> _Action item_
Below are several entries. Transcribe exactly those lines that fall from the one with "<point>211,14</point>" through the one with "<point>547,390</point>", end lines included.

Record set: Begin

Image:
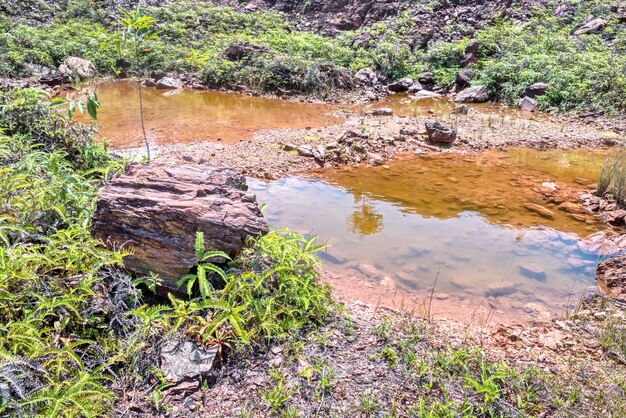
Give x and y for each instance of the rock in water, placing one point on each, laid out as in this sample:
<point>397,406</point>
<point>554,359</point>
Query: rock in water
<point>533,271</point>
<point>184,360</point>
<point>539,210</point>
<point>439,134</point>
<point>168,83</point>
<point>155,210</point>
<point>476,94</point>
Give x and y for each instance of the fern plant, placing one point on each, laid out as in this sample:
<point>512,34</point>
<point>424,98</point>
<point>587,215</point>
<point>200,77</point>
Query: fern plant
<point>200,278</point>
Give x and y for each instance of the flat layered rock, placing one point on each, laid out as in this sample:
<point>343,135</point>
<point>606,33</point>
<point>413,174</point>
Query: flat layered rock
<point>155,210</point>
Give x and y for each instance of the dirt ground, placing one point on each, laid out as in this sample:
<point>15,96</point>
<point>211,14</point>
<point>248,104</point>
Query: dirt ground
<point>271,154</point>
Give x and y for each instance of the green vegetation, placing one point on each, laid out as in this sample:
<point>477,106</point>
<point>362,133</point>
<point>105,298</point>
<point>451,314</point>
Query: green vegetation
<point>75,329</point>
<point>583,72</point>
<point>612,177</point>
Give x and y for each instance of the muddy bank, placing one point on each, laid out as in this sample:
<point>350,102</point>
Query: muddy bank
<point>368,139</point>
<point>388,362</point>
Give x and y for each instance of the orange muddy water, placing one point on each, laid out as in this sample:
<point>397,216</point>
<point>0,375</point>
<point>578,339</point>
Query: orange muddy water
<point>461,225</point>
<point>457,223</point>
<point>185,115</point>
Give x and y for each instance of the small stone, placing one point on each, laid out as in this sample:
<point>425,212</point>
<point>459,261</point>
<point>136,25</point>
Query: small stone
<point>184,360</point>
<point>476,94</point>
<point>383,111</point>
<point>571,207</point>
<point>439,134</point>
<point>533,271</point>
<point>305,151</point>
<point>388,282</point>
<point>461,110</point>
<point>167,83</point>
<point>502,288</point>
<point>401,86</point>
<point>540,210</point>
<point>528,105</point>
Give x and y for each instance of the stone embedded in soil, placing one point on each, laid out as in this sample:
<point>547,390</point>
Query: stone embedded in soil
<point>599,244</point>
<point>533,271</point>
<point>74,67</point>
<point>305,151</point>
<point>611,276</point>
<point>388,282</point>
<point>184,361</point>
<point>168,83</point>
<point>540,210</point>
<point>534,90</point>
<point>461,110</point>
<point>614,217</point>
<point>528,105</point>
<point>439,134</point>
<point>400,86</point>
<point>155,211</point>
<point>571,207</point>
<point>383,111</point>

Record set: End

> _Result of the exercise_
<point>211,14</point>
<point>248,104</point>
Query: dirt ground
<point>271,154</point>
Give x and y for each instance of the green vegetation, placing one point on each, laid out as in this sample:
<point>477,106</point>
<point>362,133</point>
<point>105,298</point>
<point>451,314</point>
Query: green vegetation
<point>75,329</point>
<point>583,72</point>
<point>612,177</point>
Give x and y for each instance of the muddy bank, placing one point on each, laid out as in this sample:
<point>350,102</point>
Query: muddy bank
<point>368,139</point>
<point>388,362</point>
Give x and y for each instance of the orange muddy water, placing one point on each, laid out as in this sample:
<point>397,216</point>
<point>0,375</point>
<point>578,339</point>
Query: orange muddy water
<point>461,225</point>
<point>457,223</point>
<point>185,115</point>
Give x and y for each instance of the small stone, placing one point on each, laid out as in this sample:
<point>425,212</point>
<point>459,261</point>
<point>136,25</point>
Query: small stone
<point>184,360</point>
<point>476,94</point>
<point>383,111</point>
<point>571,207</point>
<point>439,134</point>
<point>533,271</point>
<point>305,151</point>
<point>388,282</point>
<point>461,110</point>
<point>167,83</point>
<point>502,288</point>
<point>401,86</point>
<point>540,210</point>
<point>528,105</point>
Give x and y for each instance of the stone embedded in soil, placing one point on each, laid out as in this sample:
<point>547,390</point>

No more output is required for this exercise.